*Exercise objective:*
From the news excerpt on cardiac care in Nanaimo below, retype the part from "The mayor concedes" to "Regional General Hospital." word for word.

=== Passage to read ===

The mayor concedes “this issue will cause stress for citizens,” but if such advocacy translates into Nanaimo’s hospital getting needed cardiac services “then that’s the price we have to pay.”

Krog will join Coupland in a press conference at 11 a.m. today at the Millstone Medical Centre, 203 – 1629 Dufferin Cres., calling on the province for improved cardiac care at Nanaimo Regional General Hospital.

They will speak alongside hospital cardiology head Hesam Keshmiri, nephrology head Alison Croome, Regional Hospital District board chair Ian Thorpe and others.

Snuneymuxw Chief Michael Wyse, who is a heart patient, will also be urging the province to act swiftly to bring more timely life-saving interventions to central and north communities. About eighty per cent of the Island’s First Nations communities live north of the Malahat, many in rural and remote regions. In Canada, cardiovascular disease affects 7.1 per cent of Indigenous adults, compared with 5 per cent of non-indigenous Canadians.

“I cannot stress enough the urgency of addressing the critical lack of cardiac care in central and north Island,” said Wyse in a news release. “Lives are at risk due to the absence of a cath lab.”

=== Study material ===

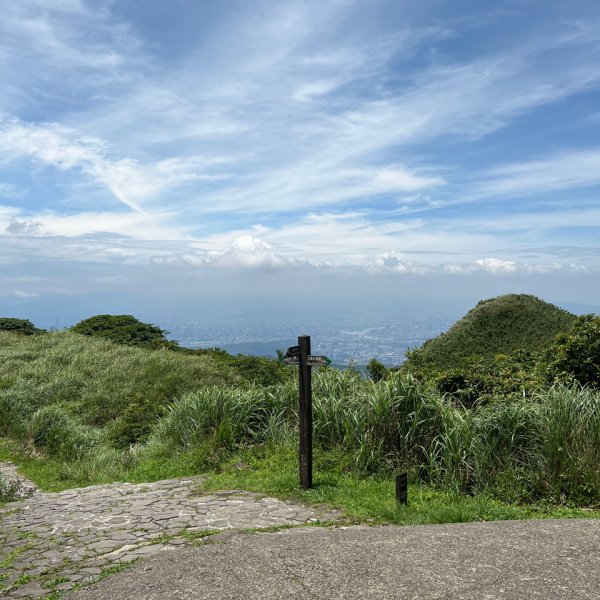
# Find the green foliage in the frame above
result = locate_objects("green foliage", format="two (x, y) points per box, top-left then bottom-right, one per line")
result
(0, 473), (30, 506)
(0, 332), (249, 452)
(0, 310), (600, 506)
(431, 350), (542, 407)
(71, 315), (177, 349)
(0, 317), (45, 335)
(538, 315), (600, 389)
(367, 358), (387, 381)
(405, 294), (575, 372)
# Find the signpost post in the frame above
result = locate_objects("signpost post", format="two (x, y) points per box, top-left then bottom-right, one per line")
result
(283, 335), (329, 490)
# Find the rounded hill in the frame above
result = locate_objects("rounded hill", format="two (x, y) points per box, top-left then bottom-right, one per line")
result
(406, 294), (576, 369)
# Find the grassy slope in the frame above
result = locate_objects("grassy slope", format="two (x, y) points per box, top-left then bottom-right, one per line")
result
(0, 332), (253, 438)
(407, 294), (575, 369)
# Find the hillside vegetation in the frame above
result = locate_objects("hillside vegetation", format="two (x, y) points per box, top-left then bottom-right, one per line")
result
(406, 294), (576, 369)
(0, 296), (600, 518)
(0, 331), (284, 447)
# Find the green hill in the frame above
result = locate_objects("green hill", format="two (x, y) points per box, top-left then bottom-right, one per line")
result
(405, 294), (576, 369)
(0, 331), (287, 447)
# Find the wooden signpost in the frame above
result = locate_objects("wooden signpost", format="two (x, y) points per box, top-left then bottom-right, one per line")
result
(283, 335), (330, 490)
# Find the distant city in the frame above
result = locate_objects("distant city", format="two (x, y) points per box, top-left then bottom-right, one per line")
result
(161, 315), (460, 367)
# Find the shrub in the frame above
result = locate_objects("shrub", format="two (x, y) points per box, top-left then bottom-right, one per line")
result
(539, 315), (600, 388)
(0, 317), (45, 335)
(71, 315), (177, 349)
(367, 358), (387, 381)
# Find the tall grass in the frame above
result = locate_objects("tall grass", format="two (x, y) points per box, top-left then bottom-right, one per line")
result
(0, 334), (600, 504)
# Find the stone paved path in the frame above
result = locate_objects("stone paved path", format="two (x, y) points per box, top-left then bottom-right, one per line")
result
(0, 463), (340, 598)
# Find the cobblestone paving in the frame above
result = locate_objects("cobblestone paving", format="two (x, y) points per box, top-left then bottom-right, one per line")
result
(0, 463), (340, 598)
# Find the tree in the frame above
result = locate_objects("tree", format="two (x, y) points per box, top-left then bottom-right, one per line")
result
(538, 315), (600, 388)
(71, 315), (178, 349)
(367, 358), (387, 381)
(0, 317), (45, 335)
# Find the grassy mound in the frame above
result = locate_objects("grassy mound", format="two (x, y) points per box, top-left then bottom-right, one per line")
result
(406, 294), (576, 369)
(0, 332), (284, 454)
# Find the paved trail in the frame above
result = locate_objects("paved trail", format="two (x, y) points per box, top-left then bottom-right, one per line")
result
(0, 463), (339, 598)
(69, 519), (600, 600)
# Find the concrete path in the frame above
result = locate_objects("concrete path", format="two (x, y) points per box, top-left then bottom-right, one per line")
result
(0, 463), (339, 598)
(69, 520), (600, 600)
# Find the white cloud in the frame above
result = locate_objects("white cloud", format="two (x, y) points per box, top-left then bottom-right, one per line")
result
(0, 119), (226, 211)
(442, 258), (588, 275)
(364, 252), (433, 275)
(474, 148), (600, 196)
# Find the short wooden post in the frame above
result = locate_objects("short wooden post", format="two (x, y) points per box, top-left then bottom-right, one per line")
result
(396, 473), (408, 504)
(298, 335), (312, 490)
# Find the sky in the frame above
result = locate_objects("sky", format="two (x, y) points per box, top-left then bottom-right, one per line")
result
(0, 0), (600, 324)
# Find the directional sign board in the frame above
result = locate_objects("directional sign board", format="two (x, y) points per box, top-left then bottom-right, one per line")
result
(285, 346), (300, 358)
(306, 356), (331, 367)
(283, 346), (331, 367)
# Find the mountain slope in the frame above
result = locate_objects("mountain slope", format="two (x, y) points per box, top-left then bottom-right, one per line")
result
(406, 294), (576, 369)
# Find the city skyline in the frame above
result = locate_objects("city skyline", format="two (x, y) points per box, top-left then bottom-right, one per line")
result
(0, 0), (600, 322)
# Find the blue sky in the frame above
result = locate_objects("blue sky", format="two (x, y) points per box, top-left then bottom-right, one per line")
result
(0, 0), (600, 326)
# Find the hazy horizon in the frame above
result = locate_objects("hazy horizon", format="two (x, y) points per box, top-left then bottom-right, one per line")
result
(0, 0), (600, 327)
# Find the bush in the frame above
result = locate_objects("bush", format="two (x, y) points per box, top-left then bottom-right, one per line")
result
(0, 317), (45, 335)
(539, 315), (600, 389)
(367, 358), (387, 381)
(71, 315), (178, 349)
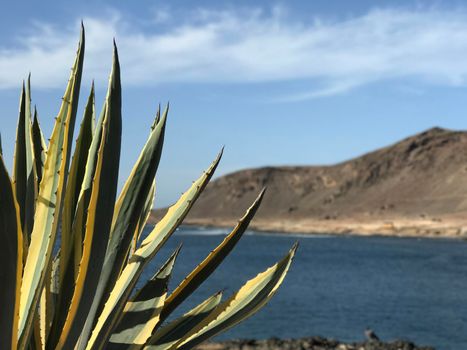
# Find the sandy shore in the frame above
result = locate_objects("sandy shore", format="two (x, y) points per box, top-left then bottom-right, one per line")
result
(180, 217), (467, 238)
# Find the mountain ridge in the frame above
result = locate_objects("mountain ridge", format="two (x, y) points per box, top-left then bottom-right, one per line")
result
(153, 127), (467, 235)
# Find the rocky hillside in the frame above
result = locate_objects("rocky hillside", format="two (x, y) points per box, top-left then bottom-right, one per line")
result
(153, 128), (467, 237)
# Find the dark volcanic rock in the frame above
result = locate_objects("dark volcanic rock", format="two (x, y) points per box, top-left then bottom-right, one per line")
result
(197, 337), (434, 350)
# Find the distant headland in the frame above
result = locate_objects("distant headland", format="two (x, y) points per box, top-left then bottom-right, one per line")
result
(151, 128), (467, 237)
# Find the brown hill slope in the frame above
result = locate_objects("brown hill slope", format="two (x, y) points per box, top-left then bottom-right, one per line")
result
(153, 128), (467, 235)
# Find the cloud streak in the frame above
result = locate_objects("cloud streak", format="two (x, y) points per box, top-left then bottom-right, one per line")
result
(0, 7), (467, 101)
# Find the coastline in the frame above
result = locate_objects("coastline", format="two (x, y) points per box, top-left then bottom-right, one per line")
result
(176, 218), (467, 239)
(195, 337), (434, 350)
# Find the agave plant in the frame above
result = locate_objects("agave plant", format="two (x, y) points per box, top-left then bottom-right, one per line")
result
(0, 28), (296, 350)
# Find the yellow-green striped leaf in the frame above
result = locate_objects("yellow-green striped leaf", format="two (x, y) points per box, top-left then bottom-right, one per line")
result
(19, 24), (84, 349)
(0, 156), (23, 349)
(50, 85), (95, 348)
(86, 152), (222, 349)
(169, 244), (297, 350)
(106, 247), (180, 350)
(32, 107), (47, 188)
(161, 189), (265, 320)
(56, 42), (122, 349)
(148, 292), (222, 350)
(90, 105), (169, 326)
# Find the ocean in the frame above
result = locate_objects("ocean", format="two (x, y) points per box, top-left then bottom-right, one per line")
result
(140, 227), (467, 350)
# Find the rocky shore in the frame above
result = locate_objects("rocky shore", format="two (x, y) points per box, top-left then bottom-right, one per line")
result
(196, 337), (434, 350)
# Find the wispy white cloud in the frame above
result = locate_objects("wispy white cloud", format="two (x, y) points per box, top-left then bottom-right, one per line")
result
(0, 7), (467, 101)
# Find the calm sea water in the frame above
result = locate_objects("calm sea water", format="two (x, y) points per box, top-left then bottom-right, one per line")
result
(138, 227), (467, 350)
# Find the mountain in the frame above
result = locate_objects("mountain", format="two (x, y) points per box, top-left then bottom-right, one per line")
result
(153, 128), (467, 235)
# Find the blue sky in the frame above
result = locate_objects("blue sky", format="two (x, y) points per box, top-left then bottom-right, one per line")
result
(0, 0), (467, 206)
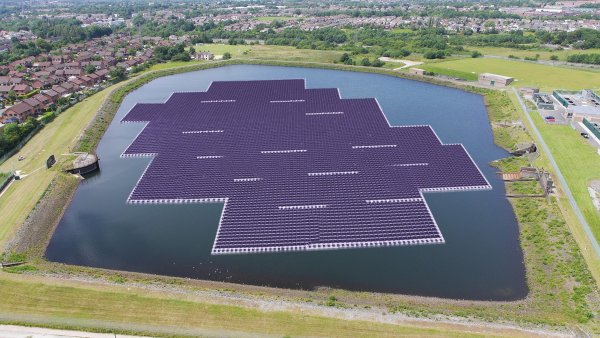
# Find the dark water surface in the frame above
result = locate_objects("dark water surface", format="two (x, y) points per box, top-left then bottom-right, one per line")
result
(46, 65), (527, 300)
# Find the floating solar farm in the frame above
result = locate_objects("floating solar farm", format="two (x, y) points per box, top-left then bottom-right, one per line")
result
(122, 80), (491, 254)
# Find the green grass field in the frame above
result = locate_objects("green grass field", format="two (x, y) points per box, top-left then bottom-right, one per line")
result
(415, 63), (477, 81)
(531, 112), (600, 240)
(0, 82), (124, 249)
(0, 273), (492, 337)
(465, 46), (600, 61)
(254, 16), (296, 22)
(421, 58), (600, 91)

===
=== Study material ===

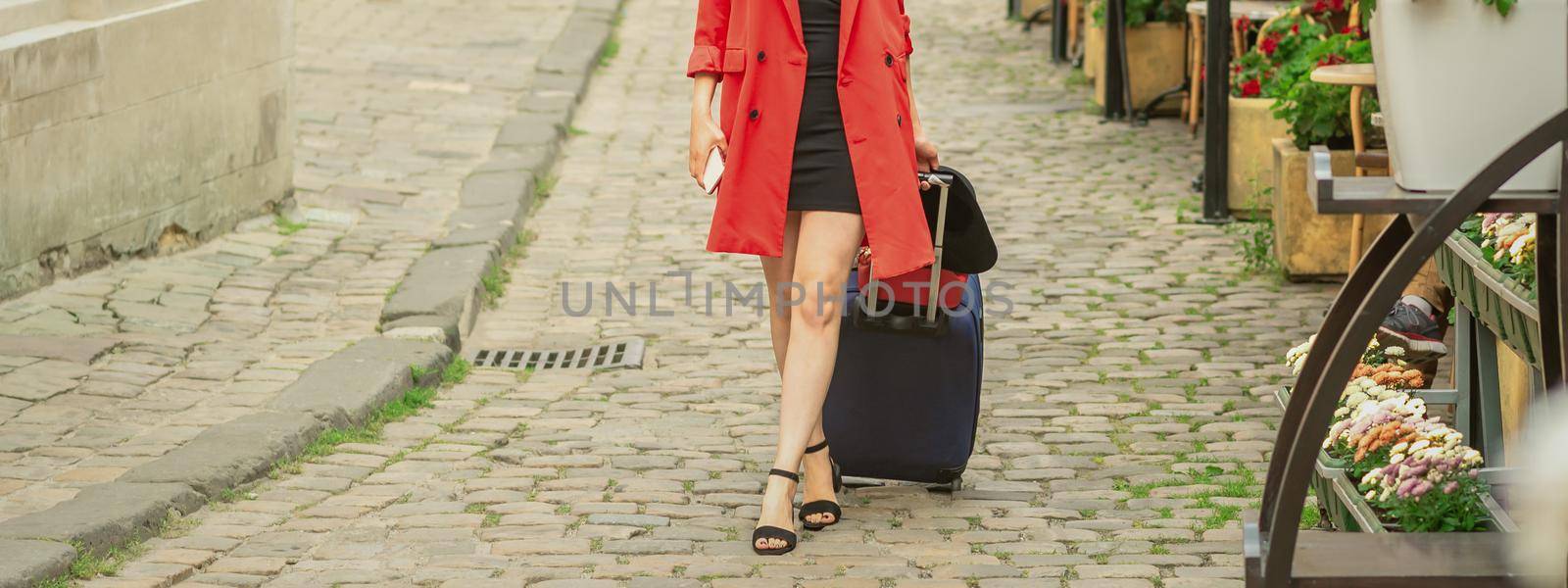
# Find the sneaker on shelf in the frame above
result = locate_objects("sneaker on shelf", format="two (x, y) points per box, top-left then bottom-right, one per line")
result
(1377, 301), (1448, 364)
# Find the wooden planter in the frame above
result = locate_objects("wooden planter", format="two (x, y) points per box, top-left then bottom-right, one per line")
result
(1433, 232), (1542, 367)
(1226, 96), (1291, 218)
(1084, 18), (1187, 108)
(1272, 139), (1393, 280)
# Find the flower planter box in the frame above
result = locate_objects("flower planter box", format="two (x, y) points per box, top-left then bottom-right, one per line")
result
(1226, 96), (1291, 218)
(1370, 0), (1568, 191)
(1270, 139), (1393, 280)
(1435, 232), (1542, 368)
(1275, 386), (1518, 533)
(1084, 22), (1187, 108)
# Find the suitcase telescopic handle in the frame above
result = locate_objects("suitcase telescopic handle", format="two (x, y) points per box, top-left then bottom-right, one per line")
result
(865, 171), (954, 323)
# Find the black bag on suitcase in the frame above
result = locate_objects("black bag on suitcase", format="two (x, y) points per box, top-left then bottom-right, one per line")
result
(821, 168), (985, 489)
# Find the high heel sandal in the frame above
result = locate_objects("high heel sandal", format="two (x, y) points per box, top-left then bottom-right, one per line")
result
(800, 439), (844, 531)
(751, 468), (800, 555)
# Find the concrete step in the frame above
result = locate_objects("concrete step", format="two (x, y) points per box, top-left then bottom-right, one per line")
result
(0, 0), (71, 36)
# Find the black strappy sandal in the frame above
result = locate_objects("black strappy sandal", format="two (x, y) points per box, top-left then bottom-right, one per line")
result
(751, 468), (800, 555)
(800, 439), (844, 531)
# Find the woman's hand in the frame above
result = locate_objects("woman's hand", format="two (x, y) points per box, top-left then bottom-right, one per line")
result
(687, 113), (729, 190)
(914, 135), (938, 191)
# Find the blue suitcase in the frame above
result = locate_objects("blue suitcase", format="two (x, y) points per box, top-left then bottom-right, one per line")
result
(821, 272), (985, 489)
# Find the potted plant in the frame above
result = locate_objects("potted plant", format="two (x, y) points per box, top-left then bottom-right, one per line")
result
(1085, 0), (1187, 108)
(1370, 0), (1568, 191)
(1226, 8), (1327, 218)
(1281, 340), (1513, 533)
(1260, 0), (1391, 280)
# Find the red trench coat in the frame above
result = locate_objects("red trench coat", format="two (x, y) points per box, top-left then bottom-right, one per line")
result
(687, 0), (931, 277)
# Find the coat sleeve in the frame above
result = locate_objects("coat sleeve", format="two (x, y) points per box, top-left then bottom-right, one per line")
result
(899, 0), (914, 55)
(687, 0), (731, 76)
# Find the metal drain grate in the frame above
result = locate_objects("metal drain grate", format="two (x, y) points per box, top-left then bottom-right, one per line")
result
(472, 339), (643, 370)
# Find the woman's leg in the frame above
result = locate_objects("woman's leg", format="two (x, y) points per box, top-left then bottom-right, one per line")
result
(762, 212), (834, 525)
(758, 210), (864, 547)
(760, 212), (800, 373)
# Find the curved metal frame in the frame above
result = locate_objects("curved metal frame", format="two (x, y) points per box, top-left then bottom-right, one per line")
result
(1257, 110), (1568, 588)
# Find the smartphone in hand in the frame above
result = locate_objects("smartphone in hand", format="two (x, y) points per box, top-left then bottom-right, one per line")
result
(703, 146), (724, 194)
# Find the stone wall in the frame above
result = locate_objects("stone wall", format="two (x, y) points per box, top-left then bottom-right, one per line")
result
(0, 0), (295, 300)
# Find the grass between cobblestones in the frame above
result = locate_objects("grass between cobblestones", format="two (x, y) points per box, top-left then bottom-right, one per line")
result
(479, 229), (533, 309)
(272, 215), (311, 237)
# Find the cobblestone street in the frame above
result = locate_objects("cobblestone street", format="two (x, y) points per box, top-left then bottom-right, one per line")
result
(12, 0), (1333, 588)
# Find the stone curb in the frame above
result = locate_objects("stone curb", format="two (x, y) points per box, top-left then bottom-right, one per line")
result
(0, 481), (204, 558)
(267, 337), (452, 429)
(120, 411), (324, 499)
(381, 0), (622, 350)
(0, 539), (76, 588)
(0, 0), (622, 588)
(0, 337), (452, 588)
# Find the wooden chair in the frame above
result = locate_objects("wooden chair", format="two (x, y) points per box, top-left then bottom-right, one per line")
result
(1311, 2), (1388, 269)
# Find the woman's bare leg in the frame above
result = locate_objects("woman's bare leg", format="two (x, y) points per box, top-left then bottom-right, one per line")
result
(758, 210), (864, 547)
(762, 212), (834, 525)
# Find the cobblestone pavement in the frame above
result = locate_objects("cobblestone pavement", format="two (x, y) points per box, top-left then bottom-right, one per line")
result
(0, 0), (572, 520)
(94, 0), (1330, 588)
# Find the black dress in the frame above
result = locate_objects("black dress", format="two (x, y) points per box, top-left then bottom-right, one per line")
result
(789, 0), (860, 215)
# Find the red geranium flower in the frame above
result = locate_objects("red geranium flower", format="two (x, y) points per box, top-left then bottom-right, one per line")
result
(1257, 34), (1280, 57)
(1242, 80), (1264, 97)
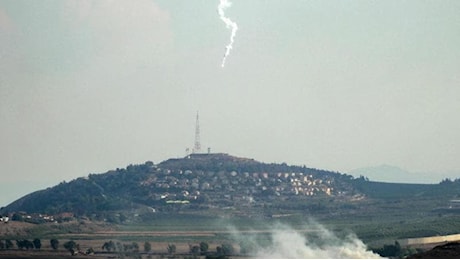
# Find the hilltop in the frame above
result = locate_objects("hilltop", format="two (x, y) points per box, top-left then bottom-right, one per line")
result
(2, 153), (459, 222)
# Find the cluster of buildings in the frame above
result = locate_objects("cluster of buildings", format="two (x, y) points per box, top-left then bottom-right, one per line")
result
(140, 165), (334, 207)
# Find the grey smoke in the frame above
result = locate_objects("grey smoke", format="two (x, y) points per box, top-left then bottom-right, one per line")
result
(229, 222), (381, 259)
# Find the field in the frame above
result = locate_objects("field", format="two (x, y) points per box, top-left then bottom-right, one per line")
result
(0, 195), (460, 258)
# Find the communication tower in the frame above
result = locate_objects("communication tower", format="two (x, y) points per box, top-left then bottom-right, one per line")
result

===
=== Study material ===

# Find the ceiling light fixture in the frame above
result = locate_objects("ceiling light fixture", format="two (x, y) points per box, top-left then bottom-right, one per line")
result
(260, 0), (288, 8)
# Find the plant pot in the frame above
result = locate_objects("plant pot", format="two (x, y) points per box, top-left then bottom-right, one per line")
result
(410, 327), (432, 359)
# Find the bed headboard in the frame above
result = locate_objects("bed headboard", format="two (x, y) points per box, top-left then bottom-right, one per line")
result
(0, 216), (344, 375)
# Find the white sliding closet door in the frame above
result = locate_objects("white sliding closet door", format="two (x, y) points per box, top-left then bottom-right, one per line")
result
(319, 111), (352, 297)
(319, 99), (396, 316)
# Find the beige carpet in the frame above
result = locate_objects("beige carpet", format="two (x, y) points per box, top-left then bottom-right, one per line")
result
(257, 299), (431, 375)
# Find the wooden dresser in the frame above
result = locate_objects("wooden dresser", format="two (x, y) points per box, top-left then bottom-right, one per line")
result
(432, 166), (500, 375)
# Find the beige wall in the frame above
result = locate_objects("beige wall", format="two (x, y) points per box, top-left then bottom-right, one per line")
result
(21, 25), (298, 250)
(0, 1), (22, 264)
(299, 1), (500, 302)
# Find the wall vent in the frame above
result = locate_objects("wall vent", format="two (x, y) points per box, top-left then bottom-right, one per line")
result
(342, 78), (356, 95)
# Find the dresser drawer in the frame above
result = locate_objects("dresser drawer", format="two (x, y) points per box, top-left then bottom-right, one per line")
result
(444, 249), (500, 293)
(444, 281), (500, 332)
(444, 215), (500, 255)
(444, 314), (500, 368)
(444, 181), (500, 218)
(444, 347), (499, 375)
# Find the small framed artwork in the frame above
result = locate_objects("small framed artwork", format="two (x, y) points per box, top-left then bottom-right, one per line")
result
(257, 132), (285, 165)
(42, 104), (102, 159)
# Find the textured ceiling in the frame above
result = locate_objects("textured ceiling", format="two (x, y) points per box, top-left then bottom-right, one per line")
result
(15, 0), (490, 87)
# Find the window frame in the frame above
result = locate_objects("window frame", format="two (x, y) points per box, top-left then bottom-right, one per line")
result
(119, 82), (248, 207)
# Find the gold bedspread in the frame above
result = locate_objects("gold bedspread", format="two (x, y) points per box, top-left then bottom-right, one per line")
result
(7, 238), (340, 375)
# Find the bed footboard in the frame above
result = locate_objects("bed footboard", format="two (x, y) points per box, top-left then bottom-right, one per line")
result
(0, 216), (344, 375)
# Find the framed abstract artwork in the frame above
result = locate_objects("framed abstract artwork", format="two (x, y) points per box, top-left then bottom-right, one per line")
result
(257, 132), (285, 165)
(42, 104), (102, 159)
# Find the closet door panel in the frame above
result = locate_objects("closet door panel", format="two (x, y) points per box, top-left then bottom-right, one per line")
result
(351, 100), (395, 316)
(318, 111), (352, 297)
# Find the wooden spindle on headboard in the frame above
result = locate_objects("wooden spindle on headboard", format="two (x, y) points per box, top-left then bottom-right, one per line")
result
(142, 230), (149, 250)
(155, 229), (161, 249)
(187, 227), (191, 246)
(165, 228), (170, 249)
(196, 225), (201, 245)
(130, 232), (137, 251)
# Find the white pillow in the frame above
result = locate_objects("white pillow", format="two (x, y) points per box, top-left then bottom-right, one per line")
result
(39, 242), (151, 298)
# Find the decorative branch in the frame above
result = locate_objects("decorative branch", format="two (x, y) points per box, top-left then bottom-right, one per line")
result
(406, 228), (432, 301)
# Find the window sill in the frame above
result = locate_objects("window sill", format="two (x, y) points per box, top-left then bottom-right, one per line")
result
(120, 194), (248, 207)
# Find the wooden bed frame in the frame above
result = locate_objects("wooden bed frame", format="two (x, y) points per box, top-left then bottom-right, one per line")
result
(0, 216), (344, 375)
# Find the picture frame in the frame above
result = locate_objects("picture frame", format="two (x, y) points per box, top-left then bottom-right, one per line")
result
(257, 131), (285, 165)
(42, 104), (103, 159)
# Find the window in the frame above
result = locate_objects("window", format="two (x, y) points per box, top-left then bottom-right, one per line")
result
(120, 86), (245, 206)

===

*Solution to this exercise:*
The mayor concedes “this issue will cause stress for citizens,” but if such advocacy translates into Nanaimo’s hospital getting needed cardiac services “then that’s the price we have to pay.”

Krog will join Coupland in a press conference at 11 a.m. today at the Millstone Medical Centre, 203 – 1629 Dufferin Cres., calling on the province for improved cardiac care at Nanaimo Regional General Hospital.